ЗАДАНИЕ 1: Изложите отрывок о советских трудовых песнях в двух предложениях.

ФРАГМЕНТ ТЕКСТА:
Подобные «трудовые» песни общеизвестны: «Заводская проходная», «Спят курганы тёмные», «Мы с железным конём». Никаких новых идей, относительно рассмотренных, там не содержится, поэтому нет нужды обращаться к каждой. Отметим только заклинание, которое будет в том или ином виде повторяться во многих других песнях: «Я не хочу судьбу иную, и ни на что б не променял ту заводскую проходную, что в люди вывела меня.» Заводская проходная здесь – стандартный образ Великой вагины, которая ежедневно вбирает в себя и выдавливает обратно массы людей, которая рождает самого героя. Но не в ней суть завершающих строк, а в том, чтобы не хотеть судьбы иной. Песенная лирика тех лет очень активно работает на создание ИДЕНТИЧНОСТИ советского человека. Она (лирика) привязывает человека к конкретной судьбе – тяжёлой, жертвенной, и не оставляет ему вариантов.

ИСХОДНЫЕ ДАННЫЕ:
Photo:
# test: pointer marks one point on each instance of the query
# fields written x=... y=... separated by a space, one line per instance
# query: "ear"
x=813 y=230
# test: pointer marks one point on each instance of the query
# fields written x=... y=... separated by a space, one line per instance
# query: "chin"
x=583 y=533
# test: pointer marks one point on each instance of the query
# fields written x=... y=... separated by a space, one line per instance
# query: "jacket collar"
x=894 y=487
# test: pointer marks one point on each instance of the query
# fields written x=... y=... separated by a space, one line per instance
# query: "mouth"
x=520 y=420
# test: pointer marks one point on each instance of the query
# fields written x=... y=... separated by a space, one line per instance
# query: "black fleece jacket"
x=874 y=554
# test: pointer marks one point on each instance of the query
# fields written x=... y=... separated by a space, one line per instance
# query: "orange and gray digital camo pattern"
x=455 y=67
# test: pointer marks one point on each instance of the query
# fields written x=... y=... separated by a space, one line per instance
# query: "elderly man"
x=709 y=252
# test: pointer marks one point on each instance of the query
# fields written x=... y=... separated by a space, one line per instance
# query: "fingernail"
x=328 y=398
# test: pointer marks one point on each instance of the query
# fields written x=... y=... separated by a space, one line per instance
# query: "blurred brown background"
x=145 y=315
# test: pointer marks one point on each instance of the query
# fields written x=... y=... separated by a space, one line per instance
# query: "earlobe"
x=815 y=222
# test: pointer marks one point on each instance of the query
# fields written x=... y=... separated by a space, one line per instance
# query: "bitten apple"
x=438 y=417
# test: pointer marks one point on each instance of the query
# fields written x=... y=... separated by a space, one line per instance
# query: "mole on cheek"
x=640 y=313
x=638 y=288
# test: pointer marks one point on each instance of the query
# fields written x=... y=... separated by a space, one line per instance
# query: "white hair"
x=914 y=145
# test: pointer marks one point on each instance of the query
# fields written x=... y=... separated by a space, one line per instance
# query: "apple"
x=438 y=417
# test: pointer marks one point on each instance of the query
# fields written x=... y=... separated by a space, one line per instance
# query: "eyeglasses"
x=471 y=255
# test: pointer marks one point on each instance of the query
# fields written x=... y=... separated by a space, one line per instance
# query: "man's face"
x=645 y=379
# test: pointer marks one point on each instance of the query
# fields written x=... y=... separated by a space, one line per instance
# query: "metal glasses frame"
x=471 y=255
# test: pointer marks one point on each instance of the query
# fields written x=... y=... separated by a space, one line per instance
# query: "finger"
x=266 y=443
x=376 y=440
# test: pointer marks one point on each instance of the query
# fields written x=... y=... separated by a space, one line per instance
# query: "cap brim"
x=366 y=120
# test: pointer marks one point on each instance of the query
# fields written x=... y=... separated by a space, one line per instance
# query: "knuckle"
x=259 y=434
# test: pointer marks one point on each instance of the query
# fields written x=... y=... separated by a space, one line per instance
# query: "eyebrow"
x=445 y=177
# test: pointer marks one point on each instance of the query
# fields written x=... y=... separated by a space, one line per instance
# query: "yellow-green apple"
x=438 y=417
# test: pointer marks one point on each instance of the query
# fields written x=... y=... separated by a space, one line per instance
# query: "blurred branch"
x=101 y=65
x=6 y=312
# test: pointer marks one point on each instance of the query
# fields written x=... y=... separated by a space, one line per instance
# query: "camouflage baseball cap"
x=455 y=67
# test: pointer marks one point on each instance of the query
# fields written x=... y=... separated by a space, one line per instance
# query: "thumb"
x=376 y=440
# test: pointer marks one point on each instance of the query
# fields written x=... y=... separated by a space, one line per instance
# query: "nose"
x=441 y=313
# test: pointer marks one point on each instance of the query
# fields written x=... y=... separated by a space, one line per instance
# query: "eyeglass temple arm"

ЗАДАНИЕ 2: В строках исходных данных, начиная с первой и заканчивая строкой с «x=520 y=420» включительно, замените «pointer» на «cursor», ничего больше не меняя. Выведите только эти строки.

ОТВЕТ 1: Трудовые песни вроде «Заводской проходной» не содержат новых идей, однако в них звучит повторяющееся во многих песнях заклинание: не хотеть иной судьбы. Песенная лирика тех лет активно работает на создание идентичности советского человека, привязывая его к тяжёлой, жертвенной судьбе и не оставляя ему вариантов.

ОТВЕТ 2:
Photo:
# test: cursor marks one point on each instance of the query
# fields written x=... y=... separated by a space, one line per instance
# query: "ear"
x=813 y=230
# test: cursor marks one point on each instance of the query
# fields written x=... y=... separated by a space, one line per instance
# query: "chin"
x=583 y=533
# test: cursor marks one point on each instance of the query
# fields written x=... y=... separated by a space, one line per instance
# query: "jacket collar"
x=894 y=487
# test: cursor marks one point on each instance of the query
# fields written x=... y=... separated by a space, one line per instance
# query: "mouth"
x=520 y=420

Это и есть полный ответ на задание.